- _Task instructions_: Copy out the entries that follow, exactly as written.
------------
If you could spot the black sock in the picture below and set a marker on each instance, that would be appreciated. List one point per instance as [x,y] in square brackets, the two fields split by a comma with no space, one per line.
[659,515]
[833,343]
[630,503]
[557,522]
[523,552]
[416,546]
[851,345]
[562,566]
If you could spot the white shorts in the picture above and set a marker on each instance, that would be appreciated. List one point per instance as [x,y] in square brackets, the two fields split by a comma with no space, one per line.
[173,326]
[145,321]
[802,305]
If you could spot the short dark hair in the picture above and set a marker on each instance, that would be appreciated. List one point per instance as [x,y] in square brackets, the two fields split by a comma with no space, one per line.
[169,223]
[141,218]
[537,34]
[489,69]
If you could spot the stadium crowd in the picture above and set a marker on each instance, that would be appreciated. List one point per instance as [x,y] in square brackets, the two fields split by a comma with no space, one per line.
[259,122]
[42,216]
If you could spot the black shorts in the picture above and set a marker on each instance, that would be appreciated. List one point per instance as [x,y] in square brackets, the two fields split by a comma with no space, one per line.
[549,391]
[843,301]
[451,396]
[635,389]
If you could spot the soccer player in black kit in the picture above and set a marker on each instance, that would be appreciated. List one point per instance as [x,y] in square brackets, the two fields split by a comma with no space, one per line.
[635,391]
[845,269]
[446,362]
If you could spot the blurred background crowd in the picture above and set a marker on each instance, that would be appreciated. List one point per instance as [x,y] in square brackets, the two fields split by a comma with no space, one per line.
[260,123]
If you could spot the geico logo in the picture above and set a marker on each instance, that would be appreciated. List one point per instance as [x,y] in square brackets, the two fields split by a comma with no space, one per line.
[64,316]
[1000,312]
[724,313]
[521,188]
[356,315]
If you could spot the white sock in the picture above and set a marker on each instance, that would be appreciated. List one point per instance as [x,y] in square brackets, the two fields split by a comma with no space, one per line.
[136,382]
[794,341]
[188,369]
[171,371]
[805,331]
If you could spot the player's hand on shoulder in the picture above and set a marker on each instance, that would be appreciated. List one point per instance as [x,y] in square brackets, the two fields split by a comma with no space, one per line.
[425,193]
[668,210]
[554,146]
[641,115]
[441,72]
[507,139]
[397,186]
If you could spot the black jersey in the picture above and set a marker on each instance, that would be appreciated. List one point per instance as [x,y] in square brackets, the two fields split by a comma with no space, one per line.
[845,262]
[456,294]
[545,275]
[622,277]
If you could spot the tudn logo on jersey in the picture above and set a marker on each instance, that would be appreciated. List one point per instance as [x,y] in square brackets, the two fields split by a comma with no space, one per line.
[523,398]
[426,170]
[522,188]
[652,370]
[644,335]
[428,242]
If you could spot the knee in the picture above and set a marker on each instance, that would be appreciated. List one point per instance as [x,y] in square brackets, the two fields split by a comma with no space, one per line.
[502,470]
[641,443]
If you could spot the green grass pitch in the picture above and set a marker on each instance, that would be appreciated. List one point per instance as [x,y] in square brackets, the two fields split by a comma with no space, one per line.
------------
- _Answer box_:
If you could spot the black sock in the picture below and set a marker on each instance, that would be appreciated. List one point per instance as [x,y] in square brackets, the two fields split by a comma with no space, one per line.
[659,515]
[833,343]
[630,503]
[557,522]
[523,552]
[416,546]
[851,345]
[562,566]
If you could spot the white shorts in the picture above and set a marker on each instance, that would be appreciated. List one point per instance as [x,y] in square brackets, the two fields split by a comma with no space, one per line.
[173,326]
[145,321]
[802,305]
If you could spot the short dark hair in the picture above and set a marker on each instance, that would be appreciated. List one point per instance as [x,y] in square brackets, the two fields split by a comma with no space, one per line.
[169,223]
[141,218]
[537,34]
[489,69]
If you could spot the stadium crowd in the picture above and set a marker on each instance, that would be appreciated. List one point per instance as [x,y] in square brackets, the two fields split by a comma with no space, one per line.
[259,122]
[42,216]
If you could spot the black shorts in the picture above and set a marker on each instance, that would be appreciated. List one point per instance as [x,y] in square brackets, the two fields split by a comma with no space, one per line.
[549,391]
[843,301]
[451,396]
[635,389]
If you could spot the soccer player in black kit in the picture above and set a marker on each instance, that would be appreciated. List one point per instance as [x,y] in square brackets, the two fields split by a comma with no space, one per line.
[635,391]
[845,269]
[446,362]
If you could spot the blurred background crowd in the picture above and set a marker on each instance, that would be appreciated. List one point per instance as [x,y] in square brackets, the two fields split by a comma with no space, one per line.
[260,123]
If you could spot the geico logo in the picture above and set a marker on each instance, that would be appreciated. List one point per instance as [x,y] in square brackets, the two fields split by a comma with no space, one per line.
[64,316]
[1000,312]
[724,313]
[521,188]
[356,315]
If you could spot the white sock in the picture above and set a marker on each instance, that would be appreciated. List one point per instance as [x,y] in square brackets, the two fields split by a comma with no space, one per line.
[136,382]
[794,341]
[188,369]
[171,371]
[805,331]
If you could spot the player's hand on shoulder in the picture above and set a marker on each instance, that would be appreciated. List one point per instance as [x,y] in square brackets, the two fields split by a comma with no space, one per line.
[425,193]
[668,210]
[554,146]
[641,115]
[441,72]
[507,139]
[397,186]
If you could spot the black jersey in the picture above and set a marker on each instance, that would be appreciated. List one point per instance as [x,y] in square brackets, the two fields split by a comma with no space, one per line.
[845,262]
[456,294]
[545,275]
[622,277]
If you could spot the tudn logo on jersey in the picture above and set a marker on each instance, that would be appreciated. List one point per instance as [x,y] in square brackets, the two fields split by a comma with no space, one per line.
[523,398]
[426,170]
[522,188]
[652,370]
[644,335]
[428,242]
If you could spot the knee in the picture above and set a marker on each instance, that would be appreciated. List one point per instance as [x,y] in square brackets, the two fields split by a comma with no space, one per line.
[502,470]
[641,443]
If you could spot the green grass pitch in the picture above and set a marker on each instance, that would be appreciated. List one point per instance as [x,y] in square brackets, the two fields split by a comma with no space, one per line.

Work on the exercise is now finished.